Cuplikan Dokumen =>
------------------------

Hanya menggunakan e-KTP masyarakat Indonesia dapat memilih calon eksekutif secara cepat, cukup menempelkan e-KTP pada belakang smartphone. Identifikasi e-KTP menggunakan komunikasi data Near Field Communication (NFC) yang sudah terdapat di beberapa smartphone.

Setelah teridentifikasi maka pengguna dapat memilih calon eksekutif di aplikasi Digion dan hasil dari pemilihan ini akan dihitung secara online pada database pusat.

------------------------

Informasi yang Ditampilkan =>
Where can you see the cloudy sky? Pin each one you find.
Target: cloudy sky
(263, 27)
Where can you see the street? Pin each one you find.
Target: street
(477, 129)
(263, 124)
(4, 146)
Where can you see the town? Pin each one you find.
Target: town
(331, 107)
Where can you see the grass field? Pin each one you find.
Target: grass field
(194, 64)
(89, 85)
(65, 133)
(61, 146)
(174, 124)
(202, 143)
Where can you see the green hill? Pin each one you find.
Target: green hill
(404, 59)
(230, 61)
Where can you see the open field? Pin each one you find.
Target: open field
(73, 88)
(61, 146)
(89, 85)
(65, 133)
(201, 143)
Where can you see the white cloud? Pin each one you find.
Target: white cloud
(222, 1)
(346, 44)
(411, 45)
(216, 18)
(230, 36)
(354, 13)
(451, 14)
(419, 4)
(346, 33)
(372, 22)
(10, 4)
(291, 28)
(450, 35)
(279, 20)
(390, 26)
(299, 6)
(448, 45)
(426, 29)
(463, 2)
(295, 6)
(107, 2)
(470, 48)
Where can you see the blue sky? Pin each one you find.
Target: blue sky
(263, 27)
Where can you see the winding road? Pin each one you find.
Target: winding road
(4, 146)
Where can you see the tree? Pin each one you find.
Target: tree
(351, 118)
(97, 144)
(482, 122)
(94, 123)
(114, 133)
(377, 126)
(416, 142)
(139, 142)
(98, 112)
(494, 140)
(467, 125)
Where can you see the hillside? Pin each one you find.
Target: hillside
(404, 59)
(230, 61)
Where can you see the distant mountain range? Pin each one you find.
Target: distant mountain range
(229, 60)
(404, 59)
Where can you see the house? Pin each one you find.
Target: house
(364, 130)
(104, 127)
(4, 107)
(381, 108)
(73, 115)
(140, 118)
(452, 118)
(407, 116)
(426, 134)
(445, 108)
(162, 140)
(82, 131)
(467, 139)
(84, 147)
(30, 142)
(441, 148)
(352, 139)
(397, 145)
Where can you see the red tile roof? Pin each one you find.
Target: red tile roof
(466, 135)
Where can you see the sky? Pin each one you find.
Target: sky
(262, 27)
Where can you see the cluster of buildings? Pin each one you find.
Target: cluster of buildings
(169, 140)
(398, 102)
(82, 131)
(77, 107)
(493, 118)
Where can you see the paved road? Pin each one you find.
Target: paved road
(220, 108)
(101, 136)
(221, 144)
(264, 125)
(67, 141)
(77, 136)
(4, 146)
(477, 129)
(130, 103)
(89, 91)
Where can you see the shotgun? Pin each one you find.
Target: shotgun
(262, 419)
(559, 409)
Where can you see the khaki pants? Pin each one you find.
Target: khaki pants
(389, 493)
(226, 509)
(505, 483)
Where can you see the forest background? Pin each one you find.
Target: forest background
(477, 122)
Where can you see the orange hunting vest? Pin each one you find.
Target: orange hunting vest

------------------------

Soal yang Dikerjakan =>
a – Tentukan apakah setiap pernyataan berikut sesuai dengan teks tentang aplikasi Digion. Jawab ya atau tidak, lalu kutip kata-kata teks yang menentukan jawaban tersebut. (i) Identifikasi e-KTP memakai komunikasi data NFC. (ii) NFC sudah tersedia di semua smartphone. (iii) Hasil pemilihan dihitung secara manual di tempat pemungutan suara.
b – Pada teks tentang aplikasi Digion, ganti "smartphone" dengan "ponsel pintar" di bagian mulai dari "Hanya menggunakan e-KTP" sampai "di beberapa smartphone.", lalu tuliskan kembali bagian tersebut.
c – Lanjutkan teks tentang aplikasi Digion, dimulai setelah kalimat terakhirnya.

Jawaban Soal =>
a –
(i) Ya: "Identifikasi e-KTP menggunakan komunikasi data Near Field Communication (NFC)".
(ii) Tidak: "yang sudah terdapat di beberapa smartphone".
(iii) Tidak: "hasil dari pemilihan ini akan dihitung secara online pada database pusat".

b –
Hanya menggunakan e-KTP masyarakat Indonesia dapat memilih calon eksekutif secara cepat, cukup menempelkan e-KTP pada belakang ponsel pintar. Identifikasi e-KTP menggunakan komunikasi data Near Field Communication (NFC) yang sudah terdapat di beberapa ponsel pintar.

c –
Dari ribuan proposal usulan oleh berbagai Universitas di Indonesia, akhirnya PKM-Karsa Cipta Digion ini berhasil lolos didanai Dikti tahun 2015. Digion ini telah dipublikasikan di berbagai media yang berada di Undip seperti Lembaga Pers Mahasiswa Manunggal, UKM Research and Business, Lembaga Pers Mahasiswa Momentum FT Undip dan diikutsertakan dalam College of ASEAN Community Studies di Thailand.

Harapannya hasil dari Digion ini dapat digunakan dalam pemilu Indonesia tahun 2020 mendatang agar sistem demokrasi di Indonesia menjadi lebih efisien dan efektif.